Goal of the exercise: Take each line of the data that contains the string "brick" and copy it.

Stored records:
*** Block opens ***

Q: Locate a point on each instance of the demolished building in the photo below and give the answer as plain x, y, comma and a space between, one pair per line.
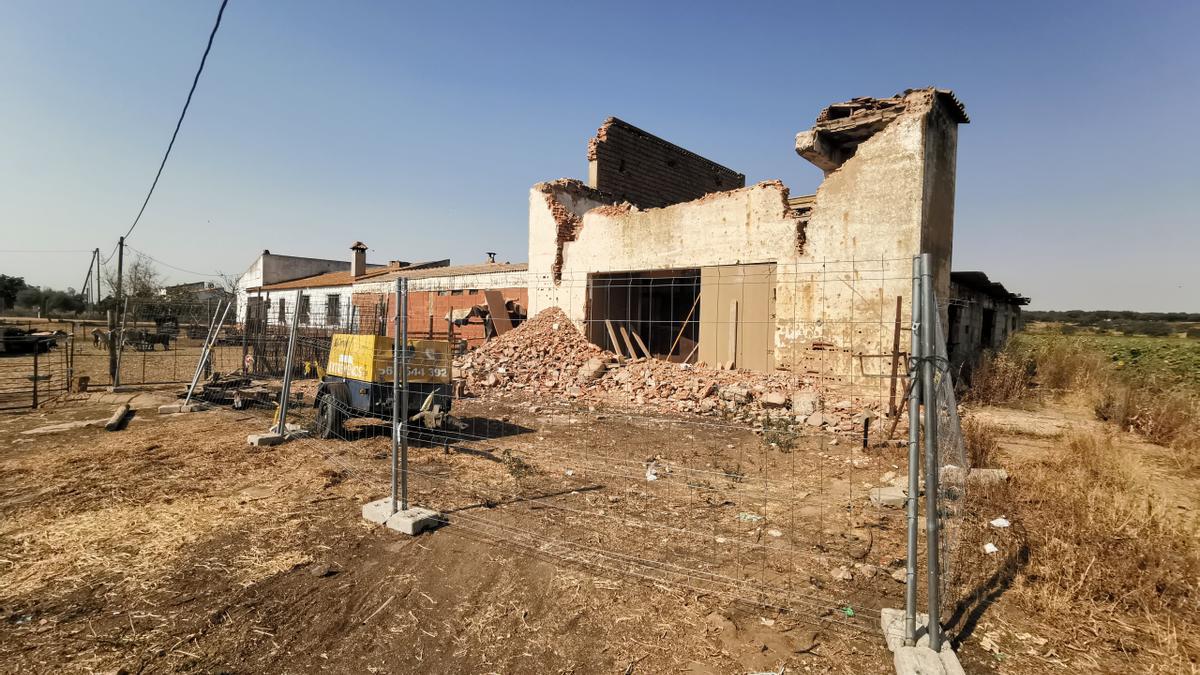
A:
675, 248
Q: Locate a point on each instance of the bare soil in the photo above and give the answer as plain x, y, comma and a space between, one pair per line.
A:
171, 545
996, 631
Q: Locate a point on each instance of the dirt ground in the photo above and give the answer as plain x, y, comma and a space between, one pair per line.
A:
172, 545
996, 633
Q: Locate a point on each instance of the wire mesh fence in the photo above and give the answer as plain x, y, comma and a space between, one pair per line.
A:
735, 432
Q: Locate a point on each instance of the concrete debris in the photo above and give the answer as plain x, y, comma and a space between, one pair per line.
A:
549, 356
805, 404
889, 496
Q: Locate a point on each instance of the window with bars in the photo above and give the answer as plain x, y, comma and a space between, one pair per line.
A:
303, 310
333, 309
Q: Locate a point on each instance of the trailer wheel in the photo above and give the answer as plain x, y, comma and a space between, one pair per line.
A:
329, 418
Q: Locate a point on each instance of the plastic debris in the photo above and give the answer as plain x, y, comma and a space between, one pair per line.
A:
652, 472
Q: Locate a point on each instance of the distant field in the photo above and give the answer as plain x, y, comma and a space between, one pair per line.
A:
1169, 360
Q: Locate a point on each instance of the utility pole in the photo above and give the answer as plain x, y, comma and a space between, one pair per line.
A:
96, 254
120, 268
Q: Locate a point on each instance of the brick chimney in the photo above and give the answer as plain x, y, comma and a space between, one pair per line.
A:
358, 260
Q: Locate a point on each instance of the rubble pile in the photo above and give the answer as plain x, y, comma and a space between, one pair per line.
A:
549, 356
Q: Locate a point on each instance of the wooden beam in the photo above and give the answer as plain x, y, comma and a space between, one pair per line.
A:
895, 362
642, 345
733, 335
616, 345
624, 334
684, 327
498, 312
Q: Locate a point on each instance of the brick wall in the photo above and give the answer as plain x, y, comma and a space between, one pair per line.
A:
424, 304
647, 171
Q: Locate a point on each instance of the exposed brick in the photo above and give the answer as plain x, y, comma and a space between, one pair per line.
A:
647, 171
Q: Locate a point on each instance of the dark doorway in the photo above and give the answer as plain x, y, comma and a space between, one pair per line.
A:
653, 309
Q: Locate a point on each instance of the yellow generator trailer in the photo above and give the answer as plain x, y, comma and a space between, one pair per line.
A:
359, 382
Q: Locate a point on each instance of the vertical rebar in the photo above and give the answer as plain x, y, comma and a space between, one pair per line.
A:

*** Block closes ***

Task response:
Q: Locate a point on each instance of the brick chimney in the photo above and give the answer as plain x, y, comma and a space between, one pair per line.
Q: Locate a point on each instance of the brick wall in the photo above and give the answer as plain x, y, comma and a space between, one pair per line.
Q: Locate a point on each instance of the exposed brick in the photo above and give the answer as plain x, y, comma and a space between, one pair per line.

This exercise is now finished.